**** Exercise data

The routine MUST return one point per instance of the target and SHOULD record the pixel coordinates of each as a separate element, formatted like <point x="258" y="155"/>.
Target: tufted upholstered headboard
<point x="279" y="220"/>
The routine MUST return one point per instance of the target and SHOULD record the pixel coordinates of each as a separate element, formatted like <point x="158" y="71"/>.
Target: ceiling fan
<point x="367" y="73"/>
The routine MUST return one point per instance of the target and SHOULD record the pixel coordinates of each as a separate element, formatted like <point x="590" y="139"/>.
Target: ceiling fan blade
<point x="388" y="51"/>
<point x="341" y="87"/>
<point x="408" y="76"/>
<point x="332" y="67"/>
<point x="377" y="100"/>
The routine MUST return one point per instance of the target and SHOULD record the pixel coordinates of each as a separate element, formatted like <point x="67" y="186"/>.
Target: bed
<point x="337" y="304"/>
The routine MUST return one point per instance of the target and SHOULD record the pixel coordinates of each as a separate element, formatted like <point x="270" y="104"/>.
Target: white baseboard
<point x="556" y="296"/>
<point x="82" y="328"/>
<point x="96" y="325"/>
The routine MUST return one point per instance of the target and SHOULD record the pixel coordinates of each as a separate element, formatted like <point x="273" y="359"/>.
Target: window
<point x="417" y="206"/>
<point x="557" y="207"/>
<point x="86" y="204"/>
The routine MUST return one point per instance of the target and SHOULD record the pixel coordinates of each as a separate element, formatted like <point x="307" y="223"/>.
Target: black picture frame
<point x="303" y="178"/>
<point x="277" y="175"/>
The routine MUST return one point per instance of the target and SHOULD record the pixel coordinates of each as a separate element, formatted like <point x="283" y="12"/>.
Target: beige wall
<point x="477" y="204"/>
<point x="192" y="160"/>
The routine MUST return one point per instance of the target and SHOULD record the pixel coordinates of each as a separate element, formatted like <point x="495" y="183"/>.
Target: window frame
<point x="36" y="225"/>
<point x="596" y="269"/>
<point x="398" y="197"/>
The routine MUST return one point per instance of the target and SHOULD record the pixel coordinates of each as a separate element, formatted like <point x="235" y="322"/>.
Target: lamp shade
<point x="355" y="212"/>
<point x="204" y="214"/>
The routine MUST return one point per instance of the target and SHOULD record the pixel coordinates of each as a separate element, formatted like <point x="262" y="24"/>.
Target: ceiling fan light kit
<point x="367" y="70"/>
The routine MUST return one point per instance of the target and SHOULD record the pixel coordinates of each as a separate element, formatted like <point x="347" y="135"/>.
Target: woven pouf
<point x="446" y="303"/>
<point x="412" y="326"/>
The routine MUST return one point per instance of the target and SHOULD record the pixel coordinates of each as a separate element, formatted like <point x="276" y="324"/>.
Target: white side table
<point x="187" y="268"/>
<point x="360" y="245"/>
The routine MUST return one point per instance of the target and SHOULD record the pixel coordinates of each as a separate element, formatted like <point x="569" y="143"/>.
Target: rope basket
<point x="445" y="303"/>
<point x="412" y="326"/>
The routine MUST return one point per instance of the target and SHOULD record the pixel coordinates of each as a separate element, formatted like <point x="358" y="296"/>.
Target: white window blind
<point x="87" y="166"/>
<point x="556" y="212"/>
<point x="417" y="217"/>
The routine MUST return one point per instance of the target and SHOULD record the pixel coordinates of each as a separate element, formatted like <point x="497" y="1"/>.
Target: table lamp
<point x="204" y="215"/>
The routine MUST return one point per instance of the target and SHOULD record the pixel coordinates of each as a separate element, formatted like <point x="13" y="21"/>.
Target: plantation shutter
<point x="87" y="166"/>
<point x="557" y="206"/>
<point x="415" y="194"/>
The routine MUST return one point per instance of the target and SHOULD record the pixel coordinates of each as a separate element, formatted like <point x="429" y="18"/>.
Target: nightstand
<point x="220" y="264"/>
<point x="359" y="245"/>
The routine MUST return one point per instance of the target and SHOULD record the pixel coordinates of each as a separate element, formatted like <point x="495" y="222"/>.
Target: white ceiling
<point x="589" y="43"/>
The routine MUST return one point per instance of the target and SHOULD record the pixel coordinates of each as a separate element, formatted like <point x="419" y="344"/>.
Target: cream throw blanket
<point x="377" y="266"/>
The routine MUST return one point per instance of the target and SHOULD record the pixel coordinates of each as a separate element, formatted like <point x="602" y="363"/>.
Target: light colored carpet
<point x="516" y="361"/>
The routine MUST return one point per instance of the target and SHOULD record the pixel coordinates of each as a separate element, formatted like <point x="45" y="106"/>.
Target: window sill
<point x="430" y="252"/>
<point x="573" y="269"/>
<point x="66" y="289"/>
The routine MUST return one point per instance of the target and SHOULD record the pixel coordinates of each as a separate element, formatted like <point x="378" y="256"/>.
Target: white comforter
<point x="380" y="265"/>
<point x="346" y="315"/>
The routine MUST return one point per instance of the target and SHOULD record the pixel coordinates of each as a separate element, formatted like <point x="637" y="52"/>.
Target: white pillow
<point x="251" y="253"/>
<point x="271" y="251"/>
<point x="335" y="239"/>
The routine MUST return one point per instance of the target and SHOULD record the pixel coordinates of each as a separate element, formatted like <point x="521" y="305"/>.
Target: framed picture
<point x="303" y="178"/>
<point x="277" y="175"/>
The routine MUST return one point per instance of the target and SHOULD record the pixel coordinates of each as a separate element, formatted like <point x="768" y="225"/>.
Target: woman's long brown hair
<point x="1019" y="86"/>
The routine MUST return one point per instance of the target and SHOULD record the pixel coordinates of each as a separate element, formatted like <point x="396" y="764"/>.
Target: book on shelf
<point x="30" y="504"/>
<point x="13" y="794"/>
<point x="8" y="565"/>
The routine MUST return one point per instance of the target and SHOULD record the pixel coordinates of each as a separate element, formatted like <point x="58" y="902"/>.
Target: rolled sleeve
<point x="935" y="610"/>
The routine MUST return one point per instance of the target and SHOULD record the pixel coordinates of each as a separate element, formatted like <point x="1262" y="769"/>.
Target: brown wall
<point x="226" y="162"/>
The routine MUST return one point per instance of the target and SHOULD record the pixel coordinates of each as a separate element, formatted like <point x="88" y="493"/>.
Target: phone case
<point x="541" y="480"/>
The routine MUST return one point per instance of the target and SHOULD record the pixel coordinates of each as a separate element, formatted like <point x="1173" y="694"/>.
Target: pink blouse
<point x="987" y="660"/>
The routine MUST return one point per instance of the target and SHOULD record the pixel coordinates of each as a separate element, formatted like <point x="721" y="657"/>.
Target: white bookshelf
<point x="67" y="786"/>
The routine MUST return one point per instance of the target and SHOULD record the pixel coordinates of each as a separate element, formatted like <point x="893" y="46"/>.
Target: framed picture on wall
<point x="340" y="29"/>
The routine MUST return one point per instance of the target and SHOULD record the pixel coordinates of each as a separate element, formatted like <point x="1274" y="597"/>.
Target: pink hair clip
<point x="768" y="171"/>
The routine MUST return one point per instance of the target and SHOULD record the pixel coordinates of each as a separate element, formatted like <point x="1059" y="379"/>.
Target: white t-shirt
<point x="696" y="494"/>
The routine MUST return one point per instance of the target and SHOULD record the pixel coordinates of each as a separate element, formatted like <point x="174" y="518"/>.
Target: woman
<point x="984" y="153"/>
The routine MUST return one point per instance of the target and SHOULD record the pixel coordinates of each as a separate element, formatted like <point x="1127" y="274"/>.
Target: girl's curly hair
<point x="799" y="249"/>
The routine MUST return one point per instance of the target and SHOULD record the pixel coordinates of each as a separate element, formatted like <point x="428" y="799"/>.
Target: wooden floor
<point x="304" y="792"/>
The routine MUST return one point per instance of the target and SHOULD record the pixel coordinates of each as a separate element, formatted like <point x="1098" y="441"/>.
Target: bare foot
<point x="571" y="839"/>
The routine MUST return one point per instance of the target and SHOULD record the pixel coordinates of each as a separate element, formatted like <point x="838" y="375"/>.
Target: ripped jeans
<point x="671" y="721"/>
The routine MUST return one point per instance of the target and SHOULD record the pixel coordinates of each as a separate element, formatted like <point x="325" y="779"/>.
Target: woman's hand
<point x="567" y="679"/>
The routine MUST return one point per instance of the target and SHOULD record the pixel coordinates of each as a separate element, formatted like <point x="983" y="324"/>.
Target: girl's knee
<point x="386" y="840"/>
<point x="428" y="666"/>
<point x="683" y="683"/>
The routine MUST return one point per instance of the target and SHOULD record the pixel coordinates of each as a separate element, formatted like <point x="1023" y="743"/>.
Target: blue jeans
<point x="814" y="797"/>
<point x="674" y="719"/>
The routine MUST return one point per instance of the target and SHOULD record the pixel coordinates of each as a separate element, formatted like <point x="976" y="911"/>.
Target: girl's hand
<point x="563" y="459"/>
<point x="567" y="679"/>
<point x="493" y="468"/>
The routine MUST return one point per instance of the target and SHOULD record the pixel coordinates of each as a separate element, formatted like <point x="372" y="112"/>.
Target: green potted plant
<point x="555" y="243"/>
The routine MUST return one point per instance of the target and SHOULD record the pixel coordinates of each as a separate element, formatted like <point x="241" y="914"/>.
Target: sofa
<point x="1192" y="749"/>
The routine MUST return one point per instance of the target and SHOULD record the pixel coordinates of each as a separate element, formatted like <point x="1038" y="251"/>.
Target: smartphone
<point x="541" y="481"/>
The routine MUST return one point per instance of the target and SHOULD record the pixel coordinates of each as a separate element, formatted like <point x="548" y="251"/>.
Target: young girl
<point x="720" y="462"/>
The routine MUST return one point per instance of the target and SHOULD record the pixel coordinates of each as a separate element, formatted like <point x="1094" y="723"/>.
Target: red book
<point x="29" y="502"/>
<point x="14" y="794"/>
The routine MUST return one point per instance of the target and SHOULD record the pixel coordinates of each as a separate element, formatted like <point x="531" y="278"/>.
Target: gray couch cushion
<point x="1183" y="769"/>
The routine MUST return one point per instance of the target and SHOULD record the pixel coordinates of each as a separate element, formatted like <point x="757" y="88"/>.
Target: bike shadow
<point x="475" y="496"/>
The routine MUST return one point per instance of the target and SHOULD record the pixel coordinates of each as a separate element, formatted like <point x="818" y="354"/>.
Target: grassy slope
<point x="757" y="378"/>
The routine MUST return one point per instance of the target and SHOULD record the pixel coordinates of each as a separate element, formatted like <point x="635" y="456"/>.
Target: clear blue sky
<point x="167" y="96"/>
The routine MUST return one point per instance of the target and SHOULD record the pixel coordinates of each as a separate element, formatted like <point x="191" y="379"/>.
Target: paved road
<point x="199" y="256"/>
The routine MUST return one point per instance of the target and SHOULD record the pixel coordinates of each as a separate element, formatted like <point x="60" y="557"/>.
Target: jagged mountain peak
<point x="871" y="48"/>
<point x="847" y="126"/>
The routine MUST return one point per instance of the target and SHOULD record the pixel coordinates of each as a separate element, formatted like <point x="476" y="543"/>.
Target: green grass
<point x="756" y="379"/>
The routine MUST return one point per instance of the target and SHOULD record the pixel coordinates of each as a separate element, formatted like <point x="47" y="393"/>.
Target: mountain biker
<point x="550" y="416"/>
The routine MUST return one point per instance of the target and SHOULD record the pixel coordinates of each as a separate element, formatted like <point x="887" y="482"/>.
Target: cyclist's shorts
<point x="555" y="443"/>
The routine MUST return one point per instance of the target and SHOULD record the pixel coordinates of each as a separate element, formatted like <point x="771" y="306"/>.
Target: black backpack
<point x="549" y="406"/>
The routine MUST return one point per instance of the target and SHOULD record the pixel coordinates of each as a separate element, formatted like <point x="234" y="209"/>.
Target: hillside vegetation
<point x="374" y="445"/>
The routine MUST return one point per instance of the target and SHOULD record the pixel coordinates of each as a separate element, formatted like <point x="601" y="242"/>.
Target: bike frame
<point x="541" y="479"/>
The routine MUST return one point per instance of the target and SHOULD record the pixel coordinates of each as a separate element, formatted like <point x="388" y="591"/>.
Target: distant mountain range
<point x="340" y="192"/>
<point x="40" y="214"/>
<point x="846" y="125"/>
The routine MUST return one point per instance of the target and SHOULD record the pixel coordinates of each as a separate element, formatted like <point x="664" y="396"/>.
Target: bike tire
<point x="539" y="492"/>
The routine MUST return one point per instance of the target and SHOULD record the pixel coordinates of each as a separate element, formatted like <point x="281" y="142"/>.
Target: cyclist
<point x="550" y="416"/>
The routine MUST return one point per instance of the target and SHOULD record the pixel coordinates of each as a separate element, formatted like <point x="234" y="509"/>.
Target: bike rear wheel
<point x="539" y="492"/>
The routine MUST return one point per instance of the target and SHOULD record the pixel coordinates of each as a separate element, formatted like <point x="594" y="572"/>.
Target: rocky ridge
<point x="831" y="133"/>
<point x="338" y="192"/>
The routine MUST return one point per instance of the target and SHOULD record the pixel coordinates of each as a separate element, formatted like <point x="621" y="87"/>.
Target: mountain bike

********

▶ Do this: Pull out each line in the material above that contains the word "picture". Case counts.

▶ Correct answer:
Target: black picture frame
Target: framed picture
Target: framed picture on wall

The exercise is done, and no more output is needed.